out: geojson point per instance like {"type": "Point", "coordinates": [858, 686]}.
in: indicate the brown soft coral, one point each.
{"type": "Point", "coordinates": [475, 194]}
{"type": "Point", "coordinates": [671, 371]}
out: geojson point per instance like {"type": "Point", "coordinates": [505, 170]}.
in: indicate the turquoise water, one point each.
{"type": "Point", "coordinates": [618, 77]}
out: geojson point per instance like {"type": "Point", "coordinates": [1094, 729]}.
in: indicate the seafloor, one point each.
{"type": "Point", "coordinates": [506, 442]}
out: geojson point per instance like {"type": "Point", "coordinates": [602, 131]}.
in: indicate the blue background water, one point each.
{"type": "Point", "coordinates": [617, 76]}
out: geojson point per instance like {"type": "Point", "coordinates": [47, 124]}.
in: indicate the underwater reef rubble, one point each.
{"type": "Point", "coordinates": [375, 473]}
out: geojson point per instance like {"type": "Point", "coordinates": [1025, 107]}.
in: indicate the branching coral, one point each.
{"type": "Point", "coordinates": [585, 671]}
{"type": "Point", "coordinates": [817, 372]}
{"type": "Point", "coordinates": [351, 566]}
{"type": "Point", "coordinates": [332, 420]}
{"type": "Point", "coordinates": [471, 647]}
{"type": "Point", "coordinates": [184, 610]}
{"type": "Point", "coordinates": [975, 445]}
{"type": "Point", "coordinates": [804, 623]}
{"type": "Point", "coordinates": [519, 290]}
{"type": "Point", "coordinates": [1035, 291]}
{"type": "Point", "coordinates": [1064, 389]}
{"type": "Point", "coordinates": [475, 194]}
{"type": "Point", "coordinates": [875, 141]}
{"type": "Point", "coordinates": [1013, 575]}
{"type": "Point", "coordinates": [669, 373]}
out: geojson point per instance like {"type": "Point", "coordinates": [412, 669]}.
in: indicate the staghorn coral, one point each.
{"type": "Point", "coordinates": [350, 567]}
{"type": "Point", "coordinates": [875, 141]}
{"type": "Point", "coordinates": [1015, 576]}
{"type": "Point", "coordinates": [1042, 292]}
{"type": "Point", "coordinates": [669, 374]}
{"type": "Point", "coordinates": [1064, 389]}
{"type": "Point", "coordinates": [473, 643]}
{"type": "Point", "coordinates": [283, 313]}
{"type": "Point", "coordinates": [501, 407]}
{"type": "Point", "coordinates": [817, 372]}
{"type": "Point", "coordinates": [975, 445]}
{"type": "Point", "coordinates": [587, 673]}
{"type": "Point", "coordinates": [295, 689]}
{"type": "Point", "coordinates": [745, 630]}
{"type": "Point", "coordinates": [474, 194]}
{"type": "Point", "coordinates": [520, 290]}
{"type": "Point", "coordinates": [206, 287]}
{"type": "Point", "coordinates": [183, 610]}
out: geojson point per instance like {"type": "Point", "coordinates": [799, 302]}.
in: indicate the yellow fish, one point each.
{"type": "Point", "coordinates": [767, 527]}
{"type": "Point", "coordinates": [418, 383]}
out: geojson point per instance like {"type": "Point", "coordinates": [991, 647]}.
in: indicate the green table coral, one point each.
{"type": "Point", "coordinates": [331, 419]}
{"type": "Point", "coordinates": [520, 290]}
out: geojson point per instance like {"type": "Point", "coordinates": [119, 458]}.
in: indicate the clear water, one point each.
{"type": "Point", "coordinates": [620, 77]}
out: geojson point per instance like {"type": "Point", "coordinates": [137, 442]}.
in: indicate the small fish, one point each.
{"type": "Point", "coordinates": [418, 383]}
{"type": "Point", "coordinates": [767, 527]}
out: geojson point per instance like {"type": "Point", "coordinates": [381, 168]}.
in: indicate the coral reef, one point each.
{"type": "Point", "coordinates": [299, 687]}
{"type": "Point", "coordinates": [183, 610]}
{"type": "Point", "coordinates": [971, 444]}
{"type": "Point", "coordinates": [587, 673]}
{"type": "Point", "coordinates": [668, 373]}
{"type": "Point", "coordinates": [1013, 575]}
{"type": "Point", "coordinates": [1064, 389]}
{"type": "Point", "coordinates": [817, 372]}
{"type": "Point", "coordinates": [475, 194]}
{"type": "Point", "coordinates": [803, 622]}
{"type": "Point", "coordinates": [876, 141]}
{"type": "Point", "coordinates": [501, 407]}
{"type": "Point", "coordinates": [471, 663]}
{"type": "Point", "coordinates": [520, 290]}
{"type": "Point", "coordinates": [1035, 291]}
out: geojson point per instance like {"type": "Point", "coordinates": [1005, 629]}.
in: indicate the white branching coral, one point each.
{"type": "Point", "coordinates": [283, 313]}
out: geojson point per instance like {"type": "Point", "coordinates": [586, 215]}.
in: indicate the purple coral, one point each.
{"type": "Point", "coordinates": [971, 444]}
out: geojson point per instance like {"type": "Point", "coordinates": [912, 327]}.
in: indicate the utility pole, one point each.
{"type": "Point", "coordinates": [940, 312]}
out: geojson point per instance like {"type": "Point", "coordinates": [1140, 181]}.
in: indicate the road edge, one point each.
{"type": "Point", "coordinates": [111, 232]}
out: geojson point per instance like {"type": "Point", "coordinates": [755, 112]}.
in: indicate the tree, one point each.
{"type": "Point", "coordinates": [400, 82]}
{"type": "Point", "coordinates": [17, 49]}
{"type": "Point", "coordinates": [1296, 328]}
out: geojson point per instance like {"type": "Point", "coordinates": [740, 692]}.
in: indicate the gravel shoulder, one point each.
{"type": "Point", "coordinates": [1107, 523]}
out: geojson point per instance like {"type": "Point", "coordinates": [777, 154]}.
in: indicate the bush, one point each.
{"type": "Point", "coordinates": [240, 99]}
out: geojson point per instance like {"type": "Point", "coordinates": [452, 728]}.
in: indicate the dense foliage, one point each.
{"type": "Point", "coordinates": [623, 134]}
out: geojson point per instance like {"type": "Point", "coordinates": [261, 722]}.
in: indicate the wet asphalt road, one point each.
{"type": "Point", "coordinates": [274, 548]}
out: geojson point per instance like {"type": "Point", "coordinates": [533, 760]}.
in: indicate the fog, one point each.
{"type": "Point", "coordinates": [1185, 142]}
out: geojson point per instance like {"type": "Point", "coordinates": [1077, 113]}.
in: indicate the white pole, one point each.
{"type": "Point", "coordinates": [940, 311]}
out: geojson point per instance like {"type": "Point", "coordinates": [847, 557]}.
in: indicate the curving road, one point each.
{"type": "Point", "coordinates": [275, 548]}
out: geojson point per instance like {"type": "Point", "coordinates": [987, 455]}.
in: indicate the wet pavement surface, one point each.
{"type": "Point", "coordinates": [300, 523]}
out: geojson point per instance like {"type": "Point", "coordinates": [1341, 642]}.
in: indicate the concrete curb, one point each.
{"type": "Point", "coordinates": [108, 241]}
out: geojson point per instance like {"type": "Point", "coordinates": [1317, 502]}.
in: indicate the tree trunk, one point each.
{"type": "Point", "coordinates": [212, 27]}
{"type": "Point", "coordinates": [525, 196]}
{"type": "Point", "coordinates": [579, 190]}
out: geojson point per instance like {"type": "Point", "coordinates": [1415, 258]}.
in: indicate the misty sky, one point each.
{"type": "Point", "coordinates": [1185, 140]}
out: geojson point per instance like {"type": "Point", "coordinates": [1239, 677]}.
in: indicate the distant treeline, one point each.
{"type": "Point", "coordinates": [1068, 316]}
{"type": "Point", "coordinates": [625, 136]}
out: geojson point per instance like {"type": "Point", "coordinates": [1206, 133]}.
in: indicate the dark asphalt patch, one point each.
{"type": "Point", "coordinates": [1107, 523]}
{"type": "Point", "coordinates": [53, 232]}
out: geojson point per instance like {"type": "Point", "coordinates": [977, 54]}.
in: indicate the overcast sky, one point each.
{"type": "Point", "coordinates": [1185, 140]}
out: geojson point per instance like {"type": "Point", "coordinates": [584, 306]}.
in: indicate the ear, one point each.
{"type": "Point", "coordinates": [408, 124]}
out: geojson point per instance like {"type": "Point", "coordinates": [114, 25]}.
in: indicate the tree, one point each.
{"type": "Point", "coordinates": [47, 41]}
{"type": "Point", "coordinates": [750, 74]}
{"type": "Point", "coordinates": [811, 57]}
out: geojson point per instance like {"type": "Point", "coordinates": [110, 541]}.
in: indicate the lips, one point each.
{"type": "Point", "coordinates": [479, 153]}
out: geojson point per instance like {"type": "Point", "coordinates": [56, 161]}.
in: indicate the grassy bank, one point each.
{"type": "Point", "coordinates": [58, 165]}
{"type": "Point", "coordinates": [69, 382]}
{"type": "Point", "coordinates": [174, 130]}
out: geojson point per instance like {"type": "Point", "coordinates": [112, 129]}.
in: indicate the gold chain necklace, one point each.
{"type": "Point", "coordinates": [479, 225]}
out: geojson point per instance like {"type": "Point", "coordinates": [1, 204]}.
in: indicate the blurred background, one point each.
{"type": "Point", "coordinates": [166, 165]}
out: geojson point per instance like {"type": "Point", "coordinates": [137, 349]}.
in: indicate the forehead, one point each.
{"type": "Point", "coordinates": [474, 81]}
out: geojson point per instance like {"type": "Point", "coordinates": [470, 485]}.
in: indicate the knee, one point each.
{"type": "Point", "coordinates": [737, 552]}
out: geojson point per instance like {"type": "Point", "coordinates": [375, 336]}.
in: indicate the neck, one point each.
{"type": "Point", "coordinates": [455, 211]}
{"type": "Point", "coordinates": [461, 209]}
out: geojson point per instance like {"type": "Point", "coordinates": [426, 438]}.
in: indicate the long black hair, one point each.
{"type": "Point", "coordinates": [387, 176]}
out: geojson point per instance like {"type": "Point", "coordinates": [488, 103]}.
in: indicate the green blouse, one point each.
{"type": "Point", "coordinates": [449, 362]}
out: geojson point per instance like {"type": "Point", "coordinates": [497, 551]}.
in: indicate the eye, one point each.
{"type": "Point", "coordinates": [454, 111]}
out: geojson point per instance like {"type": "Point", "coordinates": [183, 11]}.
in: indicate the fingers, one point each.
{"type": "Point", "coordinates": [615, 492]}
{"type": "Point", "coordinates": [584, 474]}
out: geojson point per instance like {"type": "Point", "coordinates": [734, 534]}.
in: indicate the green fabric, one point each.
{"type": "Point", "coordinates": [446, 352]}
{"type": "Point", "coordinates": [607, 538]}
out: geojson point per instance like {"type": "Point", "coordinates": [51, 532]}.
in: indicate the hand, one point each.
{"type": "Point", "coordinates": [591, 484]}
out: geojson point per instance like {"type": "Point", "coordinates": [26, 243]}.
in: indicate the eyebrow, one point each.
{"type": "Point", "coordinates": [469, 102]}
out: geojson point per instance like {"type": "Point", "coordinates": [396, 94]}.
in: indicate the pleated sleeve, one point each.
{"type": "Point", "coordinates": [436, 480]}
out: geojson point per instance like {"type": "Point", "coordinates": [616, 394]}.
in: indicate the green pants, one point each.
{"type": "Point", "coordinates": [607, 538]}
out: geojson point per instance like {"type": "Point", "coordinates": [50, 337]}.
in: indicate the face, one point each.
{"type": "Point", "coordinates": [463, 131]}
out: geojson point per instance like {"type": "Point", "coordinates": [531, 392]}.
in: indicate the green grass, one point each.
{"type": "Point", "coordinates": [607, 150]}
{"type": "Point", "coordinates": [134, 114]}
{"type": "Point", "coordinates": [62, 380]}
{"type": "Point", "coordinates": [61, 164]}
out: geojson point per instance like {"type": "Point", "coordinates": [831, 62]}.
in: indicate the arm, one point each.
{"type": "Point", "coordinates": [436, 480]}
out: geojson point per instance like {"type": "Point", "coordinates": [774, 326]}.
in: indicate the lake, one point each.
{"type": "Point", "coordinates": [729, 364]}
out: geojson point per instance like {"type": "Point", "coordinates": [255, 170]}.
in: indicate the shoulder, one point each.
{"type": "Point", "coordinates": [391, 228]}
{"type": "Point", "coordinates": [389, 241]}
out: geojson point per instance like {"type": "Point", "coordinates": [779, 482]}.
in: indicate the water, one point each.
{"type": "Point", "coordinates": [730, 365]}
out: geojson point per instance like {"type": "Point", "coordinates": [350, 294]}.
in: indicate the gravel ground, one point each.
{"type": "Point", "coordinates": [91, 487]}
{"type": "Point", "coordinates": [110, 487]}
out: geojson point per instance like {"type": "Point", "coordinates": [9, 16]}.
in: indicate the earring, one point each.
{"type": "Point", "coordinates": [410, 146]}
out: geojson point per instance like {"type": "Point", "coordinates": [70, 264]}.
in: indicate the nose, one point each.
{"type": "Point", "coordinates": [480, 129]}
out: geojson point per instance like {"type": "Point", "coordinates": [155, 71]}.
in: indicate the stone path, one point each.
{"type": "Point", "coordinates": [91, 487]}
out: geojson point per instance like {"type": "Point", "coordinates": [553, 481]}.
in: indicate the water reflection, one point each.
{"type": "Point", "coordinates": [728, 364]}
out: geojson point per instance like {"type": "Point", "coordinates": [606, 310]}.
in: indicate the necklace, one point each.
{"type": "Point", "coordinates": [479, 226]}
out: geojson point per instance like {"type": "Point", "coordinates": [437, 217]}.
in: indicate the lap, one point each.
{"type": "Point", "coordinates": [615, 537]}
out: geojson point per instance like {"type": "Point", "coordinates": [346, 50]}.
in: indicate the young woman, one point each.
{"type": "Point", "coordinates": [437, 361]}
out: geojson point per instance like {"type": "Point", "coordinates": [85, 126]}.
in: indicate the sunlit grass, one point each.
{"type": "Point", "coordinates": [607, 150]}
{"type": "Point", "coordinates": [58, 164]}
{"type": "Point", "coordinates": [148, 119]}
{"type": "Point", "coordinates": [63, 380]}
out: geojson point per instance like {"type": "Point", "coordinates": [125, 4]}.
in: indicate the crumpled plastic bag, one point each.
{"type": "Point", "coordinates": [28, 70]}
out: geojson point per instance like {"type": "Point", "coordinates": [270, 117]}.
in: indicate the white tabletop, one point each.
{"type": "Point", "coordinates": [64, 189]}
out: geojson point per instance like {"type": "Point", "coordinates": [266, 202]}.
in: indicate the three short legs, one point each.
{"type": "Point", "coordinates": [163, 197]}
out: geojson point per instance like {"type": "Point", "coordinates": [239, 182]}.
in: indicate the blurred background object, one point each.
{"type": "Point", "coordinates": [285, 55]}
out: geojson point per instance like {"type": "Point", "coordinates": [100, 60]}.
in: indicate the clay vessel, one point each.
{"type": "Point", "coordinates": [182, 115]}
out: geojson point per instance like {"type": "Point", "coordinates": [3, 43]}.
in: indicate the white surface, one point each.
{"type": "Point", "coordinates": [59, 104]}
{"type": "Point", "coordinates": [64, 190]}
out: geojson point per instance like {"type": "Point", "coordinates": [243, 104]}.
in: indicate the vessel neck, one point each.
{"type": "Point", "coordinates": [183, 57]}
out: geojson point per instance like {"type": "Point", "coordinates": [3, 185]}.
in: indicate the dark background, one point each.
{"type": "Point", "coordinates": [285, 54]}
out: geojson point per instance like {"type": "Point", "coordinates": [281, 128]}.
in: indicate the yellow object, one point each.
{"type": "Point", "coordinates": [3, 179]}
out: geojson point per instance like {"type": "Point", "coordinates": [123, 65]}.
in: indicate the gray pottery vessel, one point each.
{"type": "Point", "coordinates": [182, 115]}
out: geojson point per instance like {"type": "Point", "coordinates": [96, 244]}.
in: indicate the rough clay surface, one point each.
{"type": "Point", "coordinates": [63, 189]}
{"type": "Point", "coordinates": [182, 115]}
--------
▶ INSTRUCTIONS TO FOLLOW: Find each line in the entries above that contains the word "pole", and copy those lines out in full.

▶ ANSWER IN FULL:
in: indicate the utility pole, one point each.
in: indicate the white pole, one point each.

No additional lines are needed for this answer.